━━━━━ Record set ━━━━━
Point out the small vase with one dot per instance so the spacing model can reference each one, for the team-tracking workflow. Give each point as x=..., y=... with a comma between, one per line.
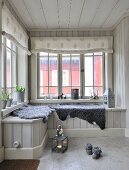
x=20, y=97
x=9, y=102
x=3, y=104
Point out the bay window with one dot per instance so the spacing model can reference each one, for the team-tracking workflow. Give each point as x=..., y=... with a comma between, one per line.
x=48, y=64
x=70, y=73
x=61, y=73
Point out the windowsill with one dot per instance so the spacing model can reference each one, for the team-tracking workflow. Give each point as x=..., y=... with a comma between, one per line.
x=5, y=112
x=66, y=101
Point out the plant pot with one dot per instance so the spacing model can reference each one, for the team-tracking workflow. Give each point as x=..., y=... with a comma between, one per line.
x=9, y=102
x=3, y=104
x=20, y=97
━━━━━
Work order →
Exactly the lines from the one holding "Point out the plant" through the end of the records above are to be returned, and nothing else.

Written answer →
Point out the plant pot with one dot per instance so the spacing model can reference each one, for the team-tracking workflow. Give each point as x=..., y=... with a comma between, one per line.
x=9, y=102
x=3, y=104
x=20, y=97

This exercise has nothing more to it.